What to produce | Once the line containing "example = [(745, 445)]" is found in the entries below, reproduce it and every line after it, stopping at and including the line containing "example = [(136, 335)]"; reproduce nothing else, and keep each line exact.
-------- Data shown
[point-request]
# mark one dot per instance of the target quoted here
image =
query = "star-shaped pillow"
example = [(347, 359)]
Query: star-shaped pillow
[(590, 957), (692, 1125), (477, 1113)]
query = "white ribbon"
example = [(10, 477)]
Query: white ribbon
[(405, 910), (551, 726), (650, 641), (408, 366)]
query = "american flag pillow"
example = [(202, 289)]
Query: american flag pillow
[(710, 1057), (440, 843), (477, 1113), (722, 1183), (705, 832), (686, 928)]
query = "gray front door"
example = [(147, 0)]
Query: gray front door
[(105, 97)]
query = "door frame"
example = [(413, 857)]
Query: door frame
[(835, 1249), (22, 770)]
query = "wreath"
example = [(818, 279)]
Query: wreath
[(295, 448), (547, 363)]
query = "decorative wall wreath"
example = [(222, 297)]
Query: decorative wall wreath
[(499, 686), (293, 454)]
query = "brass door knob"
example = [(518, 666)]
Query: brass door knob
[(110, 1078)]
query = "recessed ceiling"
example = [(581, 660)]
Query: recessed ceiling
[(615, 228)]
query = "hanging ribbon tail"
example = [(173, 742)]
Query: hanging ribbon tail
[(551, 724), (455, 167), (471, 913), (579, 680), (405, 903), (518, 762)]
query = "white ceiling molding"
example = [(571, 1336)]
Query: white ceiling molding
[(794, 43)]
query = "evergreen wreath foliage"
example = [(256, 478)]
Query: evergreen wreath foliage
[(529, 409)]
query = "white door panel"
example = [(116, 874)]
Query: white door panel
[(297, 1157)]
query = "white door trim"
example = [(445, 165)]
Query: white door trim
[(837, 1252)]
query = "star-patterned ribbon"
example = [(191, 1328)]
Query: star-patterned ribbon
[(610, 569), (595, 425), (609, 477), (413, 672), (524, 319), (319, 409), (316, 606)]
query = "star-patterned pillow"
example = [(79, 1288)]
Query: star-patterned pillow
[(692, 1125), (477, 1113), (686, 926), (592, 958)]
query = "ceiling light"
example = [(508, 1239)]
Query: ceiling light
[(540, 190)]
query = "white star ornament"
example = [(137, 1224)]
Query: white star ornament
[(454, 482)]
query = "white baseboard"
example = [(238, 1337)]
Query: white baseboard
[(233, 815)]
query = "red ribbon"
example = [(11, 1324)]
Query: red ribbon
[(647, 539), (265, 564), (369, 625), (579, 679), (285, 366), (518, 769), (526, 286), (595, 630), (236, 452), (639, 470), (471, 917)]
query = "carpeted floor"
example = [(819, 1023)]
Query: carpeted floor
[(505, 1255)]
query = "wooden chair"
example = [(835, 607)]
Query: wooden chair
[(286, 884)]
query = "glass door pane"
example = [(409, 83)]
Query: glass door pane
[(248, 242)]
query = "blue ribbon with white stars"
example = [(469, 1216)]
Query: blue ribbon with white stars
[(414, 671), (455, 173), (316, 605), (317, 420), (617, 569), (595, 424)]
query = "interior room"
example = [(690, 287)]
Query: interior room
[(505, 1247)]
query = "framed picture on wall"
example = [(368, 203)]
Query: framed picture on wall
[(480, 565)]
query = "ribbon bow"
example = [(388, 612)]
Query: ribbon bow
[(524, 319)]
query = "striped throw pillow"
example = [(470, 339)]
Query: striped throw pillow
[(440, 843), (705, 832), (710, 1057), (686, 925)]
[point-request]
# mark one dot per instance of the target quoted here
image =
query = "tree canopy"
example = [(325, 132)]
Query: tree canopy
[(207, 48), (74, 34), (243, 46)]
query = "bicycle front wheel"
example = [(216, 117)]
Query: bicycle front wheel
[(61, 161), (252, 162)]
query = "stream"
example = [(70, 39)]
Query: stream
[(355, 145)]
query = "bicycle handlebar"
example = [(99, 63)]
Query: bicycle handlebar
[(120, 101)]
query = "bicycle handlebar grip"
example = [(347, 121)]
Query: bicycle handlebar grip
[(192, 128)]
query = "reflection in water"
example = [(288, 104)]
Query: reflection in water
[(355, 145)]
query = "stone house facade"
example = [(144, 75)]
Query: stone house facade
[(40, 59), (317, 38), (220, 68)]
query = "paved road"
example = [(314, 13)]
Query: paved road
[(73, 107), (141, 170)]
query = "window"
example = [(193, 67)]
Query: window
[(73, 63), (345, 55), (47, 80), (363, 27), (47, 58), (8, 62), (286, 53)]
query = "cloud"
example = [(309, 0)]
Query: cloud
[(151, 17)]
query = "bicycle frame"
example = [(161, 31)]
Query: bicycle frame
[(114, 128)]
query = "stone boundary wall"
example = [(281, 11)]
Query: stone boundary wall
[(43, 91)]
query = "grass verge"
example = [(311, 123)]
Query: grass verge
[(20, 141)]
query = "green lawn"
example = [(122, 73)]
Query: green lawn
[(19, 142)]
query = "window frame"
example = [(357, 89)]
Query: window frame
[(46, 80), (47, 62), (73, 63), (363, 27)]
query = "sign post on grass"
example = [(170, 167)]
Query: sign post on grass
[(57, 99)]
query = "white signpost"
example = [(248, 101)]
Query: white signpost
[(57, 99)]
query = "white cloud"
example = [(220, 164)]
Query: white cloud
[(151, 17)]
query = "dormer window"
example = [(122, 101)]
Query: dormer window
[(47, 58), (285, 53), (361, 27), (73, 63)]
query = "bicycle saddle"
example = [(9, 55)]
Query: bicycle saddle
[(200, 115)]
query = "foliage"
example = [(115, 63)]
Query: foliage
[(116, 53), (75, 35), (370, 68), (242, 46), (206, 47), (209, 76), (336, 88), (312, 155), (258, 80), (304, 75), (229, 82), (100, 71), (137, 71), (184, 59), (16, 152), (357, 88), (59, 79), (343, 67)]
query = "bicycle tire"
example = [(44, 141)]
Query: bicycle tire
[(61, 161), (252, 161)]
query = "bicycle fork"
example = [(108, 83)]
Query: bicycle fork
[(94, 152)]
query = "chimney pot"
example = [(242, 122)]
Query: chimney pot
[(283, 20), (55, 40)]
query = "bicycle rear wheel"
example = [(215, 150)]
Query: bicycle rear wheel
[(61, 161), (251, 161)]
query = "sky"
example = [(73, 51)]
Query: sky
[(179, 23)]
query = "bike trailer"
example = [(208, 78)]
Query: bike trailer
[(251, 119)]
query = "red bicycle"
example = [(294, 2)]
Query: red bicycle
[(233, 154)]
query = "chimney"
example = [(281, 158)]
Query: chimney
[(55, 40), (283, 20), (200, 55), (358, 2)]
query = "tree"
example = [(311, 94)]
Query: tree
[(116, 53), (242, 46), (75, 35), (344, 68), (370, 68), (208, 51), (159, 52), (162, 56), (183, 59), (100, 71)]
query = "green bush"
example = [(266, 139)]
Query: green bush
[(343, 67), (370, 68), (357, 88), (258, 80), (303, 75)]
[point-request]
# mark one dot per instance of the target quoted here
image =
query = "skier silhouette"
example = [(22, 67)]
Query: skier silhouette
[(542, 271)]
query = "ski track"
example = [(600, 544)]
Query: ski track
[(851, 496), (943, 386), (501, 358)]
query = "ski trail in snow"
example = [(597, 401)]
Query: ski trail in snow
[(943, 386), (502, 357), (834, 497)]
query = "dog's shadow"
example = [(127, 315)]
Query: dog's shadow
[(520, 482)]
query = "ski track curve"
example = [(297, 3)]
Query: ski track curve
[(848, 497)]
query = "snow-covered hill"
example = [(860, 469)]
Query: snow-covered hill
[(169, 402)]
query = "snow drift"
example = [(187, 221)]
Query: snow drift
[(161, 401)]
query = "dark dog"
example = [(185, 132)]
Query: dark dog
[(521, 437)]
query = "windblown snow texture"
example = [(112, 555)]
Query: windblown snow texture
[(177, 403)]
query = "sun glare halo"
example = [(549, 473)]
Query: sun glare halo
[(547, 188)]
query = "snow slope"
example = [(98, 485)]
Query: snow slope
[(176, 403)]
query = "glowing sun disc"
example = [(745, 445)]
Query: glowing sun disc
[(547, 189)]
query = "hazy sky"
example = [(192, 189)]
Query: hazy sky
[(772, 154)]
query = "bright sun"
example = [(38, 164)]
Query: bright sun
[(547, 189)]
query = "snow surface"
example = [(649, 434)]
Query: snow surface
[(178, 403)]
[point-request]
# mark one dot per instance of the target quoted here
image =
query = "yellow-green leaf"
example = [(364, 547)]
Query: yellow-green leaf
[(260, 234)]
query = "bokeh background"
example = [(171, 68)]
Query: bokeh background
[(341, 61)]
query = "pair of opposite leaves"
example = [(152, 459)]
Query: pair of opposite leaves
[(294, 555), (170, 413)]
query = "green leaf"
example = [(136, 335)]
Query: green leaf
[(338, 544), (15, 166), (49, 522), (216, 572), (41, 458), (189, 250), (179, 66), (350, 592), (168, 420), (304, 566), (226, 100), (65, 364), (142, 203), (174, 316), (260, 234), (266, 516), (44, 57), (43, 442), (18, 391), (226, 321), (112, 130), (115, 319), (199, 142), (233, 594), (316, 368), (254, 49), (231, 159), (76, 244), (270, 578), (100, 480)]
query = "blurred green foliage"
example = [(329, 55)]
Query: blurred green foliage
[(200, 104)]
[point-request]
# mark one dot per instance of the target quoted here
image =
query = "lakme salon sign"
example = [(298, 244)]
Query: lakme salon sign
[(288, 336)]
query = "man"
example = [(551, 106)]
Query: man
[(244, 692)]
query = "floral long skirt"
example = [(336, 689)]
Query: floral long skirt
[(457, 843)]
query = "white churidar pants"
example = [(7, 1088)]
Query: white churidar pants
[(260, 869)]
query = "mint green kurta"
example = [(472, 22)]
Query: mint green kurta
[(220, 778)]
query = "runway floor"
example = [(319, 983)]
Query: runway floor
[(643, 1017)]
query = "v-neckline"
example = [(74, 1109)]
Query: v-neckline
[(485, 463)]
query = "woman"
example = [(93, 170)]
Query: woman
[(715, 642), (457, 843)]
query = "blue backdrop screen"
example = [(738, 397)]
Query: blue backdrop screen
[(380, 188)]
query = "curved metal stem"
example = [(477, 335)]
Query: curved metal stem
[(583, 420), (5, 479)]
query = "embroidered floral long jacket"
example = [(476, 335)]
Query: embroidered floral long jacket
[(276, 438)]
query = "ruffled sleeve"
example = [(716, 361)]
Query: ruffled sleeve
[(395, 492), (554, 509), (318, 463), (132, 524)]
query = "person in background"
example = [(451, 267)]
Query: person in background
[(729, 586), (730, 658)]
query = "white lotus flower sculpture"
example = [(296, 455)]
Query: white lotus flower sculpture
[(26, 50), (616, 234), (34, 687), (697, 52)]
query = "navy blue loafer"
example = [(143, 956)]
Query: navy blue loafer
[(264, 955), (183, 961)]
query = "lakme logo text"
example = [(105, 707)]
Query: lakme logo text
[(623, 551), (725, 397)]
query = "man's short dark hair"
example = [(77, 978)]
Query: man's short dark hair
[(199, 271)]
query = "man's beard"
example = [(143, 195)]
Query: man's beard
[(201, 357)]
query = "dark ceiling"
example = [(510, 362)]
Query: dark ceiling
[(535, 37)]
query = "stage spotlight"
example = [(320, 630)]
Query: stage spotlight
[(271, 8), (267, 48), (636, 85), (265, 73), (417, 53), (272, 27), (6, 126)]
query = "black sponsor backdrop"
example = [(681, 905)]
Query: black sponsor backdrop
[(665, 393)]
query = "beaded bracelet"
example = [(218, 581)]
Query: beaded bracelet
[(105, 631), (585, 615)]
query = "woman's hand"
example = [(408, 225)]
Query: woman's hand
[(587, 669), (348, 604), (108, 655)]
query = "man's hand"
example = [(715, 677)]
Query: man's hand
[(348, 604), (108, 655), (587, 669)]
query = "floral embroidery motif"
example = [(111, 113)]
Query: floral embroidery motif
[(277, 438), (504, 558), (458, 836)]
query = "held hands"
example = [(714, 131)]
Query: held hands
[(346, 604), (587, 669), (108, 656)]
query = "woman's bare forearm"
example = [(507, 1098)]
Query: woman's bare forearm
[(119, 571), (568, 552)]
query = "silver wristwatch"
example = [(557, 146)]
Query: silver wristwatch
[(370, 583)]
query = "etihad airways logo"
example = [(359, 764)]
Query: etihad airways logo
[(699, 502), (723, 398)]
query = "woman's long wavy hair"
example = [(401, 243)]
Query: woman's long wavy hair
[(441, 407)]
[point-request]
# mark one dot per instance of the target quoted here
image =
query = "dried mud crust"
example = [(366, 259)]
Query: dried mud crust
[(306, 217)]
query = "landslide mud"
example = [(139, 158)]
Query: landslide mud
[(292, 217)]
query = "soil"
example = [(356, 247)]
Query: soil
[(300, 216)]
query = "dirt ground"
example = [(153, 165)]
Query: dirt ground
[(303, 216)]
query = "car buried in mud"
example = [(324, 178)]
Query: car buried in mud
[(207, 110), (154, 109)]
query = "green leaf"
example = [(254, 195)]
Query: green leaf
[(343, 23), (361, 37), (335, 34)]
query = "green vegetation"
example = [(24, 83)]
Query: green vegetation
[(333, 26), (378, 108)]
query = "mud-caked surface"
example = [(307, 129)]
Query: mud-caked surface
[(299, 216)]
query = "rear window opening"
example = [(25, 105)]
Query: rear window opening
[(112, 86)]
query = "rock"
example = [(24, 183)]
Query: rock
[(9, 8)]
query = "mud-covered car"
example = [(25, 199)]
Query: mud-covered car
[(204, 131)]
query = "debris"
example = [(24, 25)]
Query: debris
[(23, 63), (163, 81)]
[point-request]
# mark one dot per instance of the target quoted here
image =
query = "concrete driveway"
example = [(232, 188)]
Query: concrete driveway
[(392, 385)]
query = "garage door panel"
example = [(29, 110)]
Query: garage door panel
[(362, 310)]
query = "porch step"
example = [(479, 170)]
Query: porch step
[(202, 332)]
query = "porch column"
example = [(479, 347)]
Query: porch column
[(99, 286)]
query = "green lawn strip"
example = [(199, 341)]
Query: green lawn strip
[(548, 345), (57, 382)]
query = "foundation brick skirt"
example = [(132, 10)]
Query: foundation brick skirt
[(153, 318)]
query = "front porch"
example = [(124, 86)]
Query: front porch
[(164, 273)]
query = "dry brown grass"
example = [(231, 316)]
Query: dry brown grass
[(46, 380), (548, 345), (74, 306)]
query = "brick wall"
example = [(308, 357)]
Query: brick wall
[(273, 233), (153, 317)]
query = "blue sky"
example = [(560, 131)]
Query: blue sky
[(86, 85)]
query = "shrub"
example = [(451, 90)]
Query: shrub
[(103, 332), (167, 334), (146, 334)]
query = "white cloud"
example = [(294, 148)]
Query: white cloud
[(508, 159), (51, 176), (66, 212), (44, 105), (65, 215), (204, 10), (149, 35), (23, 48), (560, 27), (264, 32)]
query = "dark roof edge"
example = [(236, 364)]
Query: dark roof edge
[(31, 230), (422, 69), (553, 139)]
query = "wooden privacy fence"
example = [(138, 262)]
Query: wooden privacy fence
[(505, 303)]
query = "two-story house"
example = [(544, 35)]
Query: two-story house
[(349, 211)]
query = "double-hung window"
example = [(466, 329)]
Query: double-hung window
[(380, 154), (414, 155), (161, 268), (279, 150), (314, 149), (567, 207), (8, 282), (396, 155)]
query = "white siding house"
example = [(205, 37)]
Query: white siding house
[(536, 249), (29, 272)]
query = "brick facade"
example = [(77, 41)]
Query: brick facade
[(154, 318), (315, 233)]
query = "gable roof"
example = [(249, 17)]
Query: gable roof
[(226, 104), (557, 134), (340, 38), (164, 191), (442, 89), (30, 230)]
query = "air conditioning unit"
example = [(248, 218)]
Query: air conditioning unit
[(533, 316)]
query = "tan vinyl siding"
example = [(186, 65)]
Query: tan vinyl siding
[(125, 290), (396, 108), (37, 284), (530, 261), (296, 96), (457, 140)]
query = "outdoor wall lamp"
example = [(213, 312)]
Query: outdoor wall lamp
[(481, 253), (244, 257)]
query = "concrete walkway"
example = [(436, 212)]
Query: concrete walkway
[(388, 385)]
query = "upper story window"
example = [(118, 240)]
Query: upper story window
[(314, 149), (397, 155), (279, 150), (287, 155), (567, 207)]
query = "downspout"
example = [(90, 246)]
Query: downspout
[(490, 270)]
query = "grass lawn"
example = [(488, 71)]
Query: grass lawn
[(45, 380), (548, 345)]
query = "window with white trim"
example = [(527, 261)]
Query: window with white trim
----------------
Response to the task |
example = [(745, 445)]
Query: glowing sun disc
[(547, 189)]
query = "hazy sky"
example = [(192, 189)]
Query: hazy sky
[(772, 154)]
query = "bright sun"
example = [(38, 164)]
Query: bright sun
[(547, 189)]
query = "snow surface"
example = [(649, 434)]
Query: snow surface
[(178, 403)]
[point-request]
# mark one dot per instance of the target quoted here
image =
query = "yellow-green leaf"
example = [(364, 547)]
Query: yellow-green leaf
[(260, 234)]
query = "bokeh background"
example = [(171, 68)]
Query: bokeh background
[(341, 61)]
query = "pair of opposite leaves"
example = [(152, 459)]
Query: pair of opposite leaves
[(294, 555), (170, 413)]
query = "green leaf"
example = [(136, 335)]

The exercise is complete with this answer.